Source passage —
******

I disagree: compiled, tested, and working with c. Using e doesn't compile. You can also add if (e == null) return Enumerable.Empty<T>(); to cope with null child lists. –  Adam Houldsworth Aug 6 '12 at 15:08
    
Now that you've moved a bracket it'll compile :-) –  Adam Houldsworth Aug 6 '12 at 15:11
1  
more like ` public static IEnumerable<T> Flatten<T>(this IEnumerable<T> source, Func<T, IEnumerable<T>> f) { if (source == null) return Enumerable.Empty<T>(); return source.SelectMany(c => f(c).Flatten(f)).Concat(source); }` –  myWallJSON Aug 8 '12 at 13:55
3  
Note that this solution is O(nh) where n is the number of items in the tree and h is the average depth of the tree. Since h can be between O(1) and O(n), this is between an O(n) and an O(n squared) algorithm. There are better algorithms. –  Eric Lippert Dec 2 '13 at 18:33

The problem with the accepted answer is that it is inefficient if the tree is deep. If the tree is very deep then it blows the stack. You can solve the problem by using an explicit stack:

public static IEnumerable<MyNode> Traverse(this MyNode root)

******

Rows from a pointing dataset
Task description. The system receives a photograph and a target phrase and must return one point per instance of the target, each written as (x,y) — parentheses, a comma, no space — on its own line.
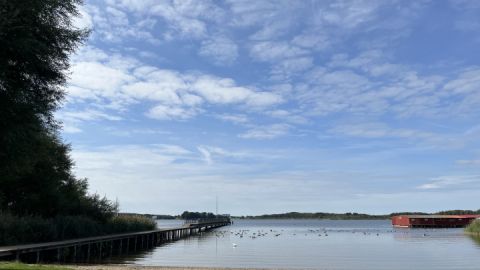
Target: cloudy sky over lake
(275,106)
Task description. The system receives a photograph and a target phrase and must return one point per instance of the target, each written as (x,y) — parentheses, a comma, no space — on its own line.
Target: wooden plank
(12,250)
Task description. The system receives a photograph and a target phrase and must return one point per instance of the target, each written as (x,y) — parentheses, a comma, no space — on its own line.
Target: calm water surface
(318,244)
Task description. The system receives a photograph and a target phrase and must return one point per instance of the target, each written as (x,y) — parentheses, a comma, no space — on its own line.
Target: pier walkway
(99,247)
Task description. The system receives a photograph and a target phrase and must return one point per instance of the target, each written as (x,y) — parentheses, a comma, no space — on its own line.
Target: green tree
(36,39)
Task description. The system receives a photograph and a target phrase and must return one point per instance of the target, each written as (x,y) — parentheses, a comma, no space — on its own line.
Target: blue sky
(275,106)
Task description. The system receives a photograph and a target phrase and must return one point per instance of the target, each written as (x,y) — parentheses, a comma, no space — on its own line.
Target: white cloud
(455,181)
(234,118)
(165,112)
(266,132)
(468,162)
(273,51)
(222,50)
(116,82)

******

In the forum thread above, copy the part from "Now that you've" to "Traverse(this MyNode root)", replacing "tree" with "hierarchy" wherever it occurs.

Solution —
Now that you've moved a bracket it'll compile :-) –  Adam Houldsworth Aug 6 '12 at 15:11
1  
more like ` public static IEnumerable<T> Flatten<T>(this IEnumerable<T> source, Func<T, IEnumerable<T>> f) { if (source == null) return Enumerable.Empty<T>(); return source.SelectMany(c => f(c).Flatten(f)).Concat(source); }` –  myWallJSON Aug 8 '12 at 13:55
3  
Note that this solution is O(nh) where n is the number of items in the hierarchy and h is the average depth of the hierarchy. Since h can be between O(1) and O(n), this is between an O(n) and an O(n squared) algorithm. There are better algorithms. –  Eric Lippert Dec 2 '13 at 18:33

The problem with the accepted answer is that it is inefficient if the hierarchy is deep. If the hierarchy is very deep then it blows the stack. You can solve the problem by using an explicit stack:

public static IEnumerable<MyNode> Traverse(this MyNode root)